**PAGE TEXT**.

* START *

When Arguello came to New York to fight Rafael (Bazooka) Limon in July of 1979, Nicaragua was in a state of turmoil. The violent Sandinista revolt against the right-wing regime of Anastasio Somoza was nearing its successful conclusion. After Arguello knocked out Limon in 11 rounds on the night of July 8 at the Garden's Felt Forum, he started back to Managua by way of Miami.
"I didn't know how much things would be changed," Arguello says, "so I just took ordinary luggage when I left home six weeks before the fight. The full-scale civil war had started when I was in Mexico training for Limon, and when I got to Miami after the fight, Dr. [Eduardo] Roman, my manager, said there was a big problem getting back into Nicaragua, so I stayed for a while in Miami."
He's still there. After the revolutionary government took over, Arguello's house and that of his mother were confiscated as well as his boat, his cars, his chicken-raising business and his bank account. The Sandinistas were rough about it, turning his mother and his eldest sister into the street without time even to pack their clothes. His house, he was told, had been given over to Soviet diplomats and government men were driving around in his Mercedes. He still had about $200,000 in a U.S. bank, but the greater part of the capital—approximately $500,000 in money and properties—that he had earned in 67 fights during almost 11 years, was gone.
He was bewildered. Hadn't he sent money to the Sandinistas when their leaders were in exile in Mexico? Hadn't he gone into the ring against Limon in New York under the red and black Sandinista banner, for all to see? And hadn't his younger brother, Eduardo, been killed while fighting for the Sandinista cause only weeks earlier? Arguello's anger slowly grew, his resolution deepened. "When you have something hard to do, you must do it," he says, reflecting on these events. "I had to do it all again. I had everything, now I had to start again. If you have a lot of courage you can do it again."
Flying into Managua—a city of 398,514 in the small Central American nation of 2.74 million—one notices a stunning resemblance between the rubble still lying there from the 1972 earthquake and that caused when Somoza's planes attacked his own people's houses in 1979. Barrio Monse√±or Lezcano, where Arguello was born, on April 12, 1952, and raised, has the stigmata of poverty—lean dogs, the crouching unemployed, the patched, ill-hung doors, the roof split open to the sun.
The street on which Guillermo Arguello lives has been renamed, not in honor of his fourth son, Alexis, but of los combatientes Sandinista: A simple brass plate has been erected in memory of Eduardo Arguello, 12 October 1959—17 June 1979, and Yazmina C. Bustamente, of the Managua FSLN, the Sandinista National Liberation Front. For no apparent reason there are no dates for Yazmina, who was Eduardo's 18-year-old girl friend from across the street. They died in the same fire fight with Somoza's National Guard.
Even though the 60-year-old Guillermo's neighbors tell him it's foolishness, he goes frequently to look for the body of Eduardo, his youngest, which, as everyone in the barrio knows, was burned like many others on a stack of old tires. But he still searches, just as he did on the day of the fire fight.

* END *

**WHAT YOU WILL DO**.
**a)** In the passage about the boxer Alexis Arguello, in how many rounds did he knock out Rafael (Bazooka) Limon?
**b)** Duplicate the part of the passage about the boxer Alexis Arguello that begins at the words "He's still there." and stops after "years, was gone.".
**c)** Write the next part of the passage about the boxer Alexis Arguello, picking up after its final sentence.

(Point annotation dataset records)
* START *

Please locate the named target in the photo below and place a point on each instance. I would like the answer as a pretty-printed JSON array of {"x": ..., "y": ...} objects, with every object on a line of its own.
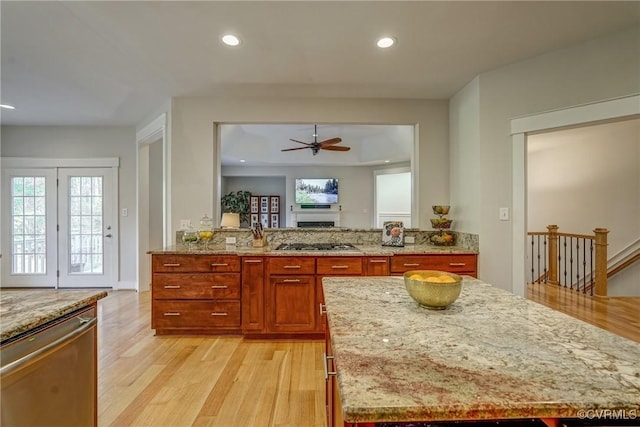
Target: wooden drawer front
[
  {"x": 376, "y": 266},
  {"x": 456, "y": 263},
  {"x": 292, "y": 265},
  {"x": 196, "y": 314},
  {"x": 195, "y": 263},
  {"x": 339, "y": 265},
  {"x": 196, "y": 286}
]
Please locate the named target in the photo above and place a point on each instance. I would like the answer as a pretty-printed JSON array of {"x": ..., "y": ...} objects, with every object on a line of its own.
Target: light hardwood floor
[{"x": 147, "y": 380}]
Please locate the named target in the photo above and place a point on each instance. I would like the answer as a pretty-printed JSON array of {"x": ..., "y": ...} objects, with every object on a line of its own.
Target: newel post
[
  {"x": 601, "y": 261},
  {"x": 553, "y": 254}
]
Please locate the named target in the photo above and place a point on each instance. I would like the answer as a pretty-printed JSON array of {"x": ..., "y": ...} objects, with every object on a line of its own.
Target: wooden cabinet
[
  {"x": 195, "y": 294},
  {"x": 376, "y": 266},
  {"x": 455, "y": 263},
  {"x": 291, "y": 298},
  {"x": 253, "y": 270}
]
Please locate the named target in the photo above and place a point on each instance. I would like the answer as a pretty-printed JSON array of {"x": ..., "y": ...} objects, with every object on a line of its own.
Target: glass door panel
[{"x": 31, "y": 240}]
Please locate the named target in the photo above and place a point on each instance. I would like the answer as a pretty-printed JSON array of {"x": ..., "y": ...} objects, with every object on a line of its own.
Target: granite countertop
[
  {"x": 24, "y": 310},
  {"x": 490, "y": 355},
  {"x": 362, "y": 250}
]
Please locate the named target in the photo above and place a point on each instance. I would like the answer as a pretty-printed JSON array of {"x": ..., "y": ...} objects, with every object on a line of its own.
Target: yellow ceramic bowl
[{"x": 433, "y": 289}]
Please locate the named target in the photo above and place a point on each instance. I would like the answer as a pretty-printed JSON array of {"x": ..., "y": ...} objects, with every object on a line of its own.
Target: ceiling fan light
[
  {"x": 230, "y": 40},
  {"x": 386, "y": 42}
]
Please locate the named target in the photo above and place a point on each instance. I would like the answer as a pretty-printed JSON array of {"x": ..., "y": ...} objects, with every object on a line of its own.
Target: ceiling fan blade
[
  {"x": 330, "y": 141},
  {"x": 336, "y": 148},
  {"x": 297, "y": 148},
  {"x": 295, "y": 140}
]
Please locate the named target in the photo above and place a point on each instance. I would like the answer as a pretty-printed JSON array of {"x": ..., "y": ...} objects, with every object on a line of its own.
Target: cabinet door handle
[{"x": 326, "y": 366}]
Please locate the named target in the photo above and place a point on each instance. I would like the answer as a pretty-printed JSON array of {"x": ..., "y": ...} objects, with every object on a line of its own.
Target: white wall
[
  {"x": 193, "y": 144},
  {"x": 87, "y": 142},
  {"x": 585, "y": 178},
  {"x": 599, "y": 69}
]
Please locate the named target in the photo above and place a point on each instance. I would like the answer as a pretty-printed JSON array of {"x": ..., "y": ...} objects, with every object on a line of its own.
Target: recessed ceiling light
[
  {"x": 386, "y": 42},
  {"x": 230, "y": 40}
]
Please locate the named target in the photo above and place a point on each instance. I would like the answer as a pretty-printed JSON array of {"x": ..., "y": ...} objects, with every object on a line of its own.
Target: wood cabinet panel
[
  {"x": 253, "y": 307},
  {"x": 292, "y": 265},
  {"x": 291, "y": 303},
  {"x": 196, "y": 286},
  {"x": 376, "y": 266},
  {"x": 195, "y": 263},
  {"x": 197, "y": 314},
  {"x": 333, "y": 266}
]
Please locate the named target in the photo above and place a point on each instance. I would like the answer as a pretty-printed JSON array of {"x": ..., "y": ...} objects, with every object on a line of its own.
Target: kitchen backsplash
[{"x": 275, "y": 236}]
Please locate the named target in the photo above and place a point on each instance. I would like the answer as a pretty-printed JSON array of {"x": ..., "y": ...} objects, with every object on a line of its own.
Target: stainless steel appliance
[
  {"x": 316, "y": 247},
  {"x": 49, "y": 376}
]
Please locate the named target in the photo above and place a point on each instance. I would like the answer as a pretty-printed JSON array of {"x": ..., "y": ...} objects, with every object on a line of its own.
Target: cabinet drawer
[
  {"x": 339, "y": 265},
  {"x": 196, "y": 286},
  {"x": 196, "y": 314},
  {"x": 292, "y": 265},
  {"x": 195, "y": 263}
]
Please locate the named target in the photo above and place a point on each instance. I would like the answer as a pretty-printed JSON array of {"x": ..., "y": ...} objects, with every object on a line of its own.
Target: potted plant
[{"x": 237, "y": 202}]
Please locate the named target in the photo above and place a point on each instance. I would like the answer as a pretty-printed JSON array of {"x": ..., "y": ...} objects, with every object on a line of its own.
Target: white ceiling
[
  {"x": 115, "y": 62},
  {"x": 261, "y": 144}
]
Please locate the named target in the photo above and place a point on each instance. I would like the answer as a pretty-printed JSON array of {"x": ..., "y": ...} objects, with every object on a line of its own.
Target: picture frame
[{"x": 392, "y": 233}]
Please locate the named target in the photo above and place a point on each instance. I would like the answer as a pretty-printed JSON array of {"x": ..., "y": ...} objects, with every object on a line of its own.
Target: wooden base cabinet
[
  {"x": 195, "y": 294},
  {"x": 290, "y": 300}
]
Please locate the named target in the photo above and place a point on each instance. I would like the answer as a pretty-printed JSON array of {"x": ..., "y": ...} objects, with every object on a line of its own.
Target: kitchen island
[{"x": 489, "y": 356}]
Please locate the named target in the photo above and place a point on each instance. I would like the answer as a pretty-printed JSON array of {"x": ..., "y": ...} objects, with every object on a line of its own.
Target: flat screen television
[{"x": 316, "y": 191}]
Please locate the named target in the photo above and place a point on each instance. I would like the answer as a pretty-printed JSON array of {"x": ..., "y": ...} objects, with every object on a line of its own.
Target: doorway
[{"x": 62, "y": 232}]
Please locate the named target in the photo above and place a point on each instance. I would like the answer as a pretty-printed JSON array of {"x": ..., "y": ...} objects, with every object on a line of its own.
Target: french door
[{"x": 61, "y": 229}]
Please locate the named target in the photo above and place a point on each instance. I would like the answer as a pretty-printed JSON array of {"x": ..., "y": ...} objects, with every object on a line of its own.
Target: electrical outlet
[{"x": 504, "y": 214}]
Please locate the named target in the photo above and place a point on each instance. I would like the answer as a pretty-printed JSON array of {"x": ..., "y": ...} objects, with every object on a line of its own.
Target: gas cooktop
[{"x": 316, "y": 247}]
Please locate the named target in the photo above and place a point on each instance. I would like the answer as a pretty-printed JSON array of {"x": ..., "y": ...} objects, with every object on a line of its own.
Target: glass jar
[
  {"x": 205, "y": 230},
  {"x": 190, "y": 237}
]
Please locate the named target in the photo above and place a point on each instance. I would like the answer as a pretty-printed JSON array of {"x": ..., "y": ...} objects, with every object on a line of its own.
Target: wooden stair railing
[{"x": 567, "y": 259}]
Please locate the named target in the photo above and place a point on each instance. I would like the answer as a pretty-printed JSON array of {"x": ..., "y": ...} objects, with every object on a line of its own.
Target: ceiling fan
[{"x": 316, "y": 146}]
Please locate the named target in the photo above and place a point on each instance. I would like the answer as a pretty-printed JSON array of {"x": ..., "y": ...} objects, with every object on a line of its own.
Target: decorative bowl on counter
[
  {"x": 441, "y": 223},
  {"x": 433, "y": 289},
  {"x": 440, "y": 209}
]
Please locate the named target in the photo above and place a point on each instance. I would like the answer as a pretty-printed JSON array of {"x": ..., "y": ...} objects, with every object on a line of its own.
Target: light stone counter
[
  {"x": 24, "y": 310},
  {"x": 490, "y": 355},
  {"x": 362, "y": 250}
]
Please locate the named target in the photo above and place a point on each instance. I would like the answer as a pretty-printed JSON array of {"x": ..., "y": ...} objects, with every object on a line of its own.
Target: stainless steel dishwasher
[{"x": 49, "y": 376}]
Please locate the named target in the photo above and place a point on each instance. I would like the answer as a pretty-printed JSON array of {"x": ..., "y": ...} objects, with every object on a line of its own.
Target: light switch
[{"x": 504, "y": 214}]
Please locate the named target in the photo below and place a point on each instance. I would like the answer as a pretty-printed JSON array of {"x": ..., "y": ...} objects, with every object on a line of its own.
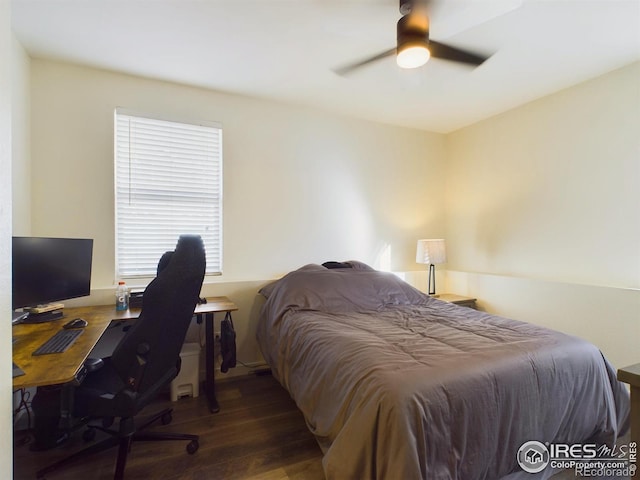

* END *

**EXPECTED ANSWERS**.
**a)** 11 rounds

**b)**
He's still there. After the revolutionary government took over, Arguello's house and that of his mother were confiscated as well as his boat, his cars, his chicken-raising business and his bank account. The Sandinistas were rough about it, turning his mother and his eldest sister into the street without time even to pack their clothes. His house, he was told, had been given over to Soviet diplomats and government men were driving around in his Mercedes. He still had about $200,000 in a U.S. bank, but the greater part of the capital—approximately $500,000 in money and properties—that he had earned in 67 fights during almost 11 years, was gone.

**c)**
Guillermo, known in Managua as Cebollón, or the Big Onion, isn't close to the most famous of his six sons, though he watches Alexis' fights on TV. A coolness developed between them when Guillermo left Alexis' mother, Zoila, who lives in South Miami, Fla. in a house Alexis bought her a year ago. In the outer room of Guillermo's house are his bed and his cobbler's workbench. Inside are a table and a fewrum bottles, which entitle the place to be called Cantina Lija. It's the neighborhood bar.
All his six boys boxed, Guillermo will tell you, and Orlando, his fifth son, four years younger than Alexis, represented Nicaragua in the Central American games and won five medals of various sorts as an amateur. Alexis was a clever boy, Guillermo remembers, and was offered a scholarship to a private school in Managua.
"I remember when I was estudiante," Alexis says, "my father got into money trouble. I wanted to be an engineer or a doctor and my father was a good worker, but he started drinking so I had to leave school. He told me with tears in his eyes that I had better start doing something to help the family. I was about 14 years old. I looked for a job but it was impossible to find one."
By the time Alexis was 15, he had a job in a dairy that paid him $70 a month and let him train for the ring part time—so long as he wore the company's name, La Perfecta, on the back of his robe whenever he fought. About this time he met an old fighter, Miguel Angel Rivas, whom he still reveres. Rivas worked with him until the second Escalera fight.
Rivas is called Pambelé in Central America and Colombia, where he was well known as a welterweight. (Antonio Cervantes, the Colombian junior welterweight who had the WBA title for eight years, took the ring name Kid Pambelé to honor Rivas.) "He's a good old man, a friend of mine, a great fighter 30 or 40 years ago," Arguello says. "We made a good relationship. I owe much of my career to him."
Pambelé is now 67 and finds details, especially of recent events, hard to remember, though he recalls vividly his own greatest victory, over a huge opponent, 40 pounds heavier than he, known as King Kong the Sailor. Arguello's two Escalera fights are dim in Pambelé's mind, but, sitting in his Managua home, he suddenly recalls how the teen-age Alexis came to him for permission to try cigarette smoking. On Pambelé's advice, Alexis didn't take it up. That memory triggers other things—how disciplined Alexis was, how obedient, always on time at the gym though he often had no bus fare and would have gone hungry after training if Pambelé hadn't bought bananas for him.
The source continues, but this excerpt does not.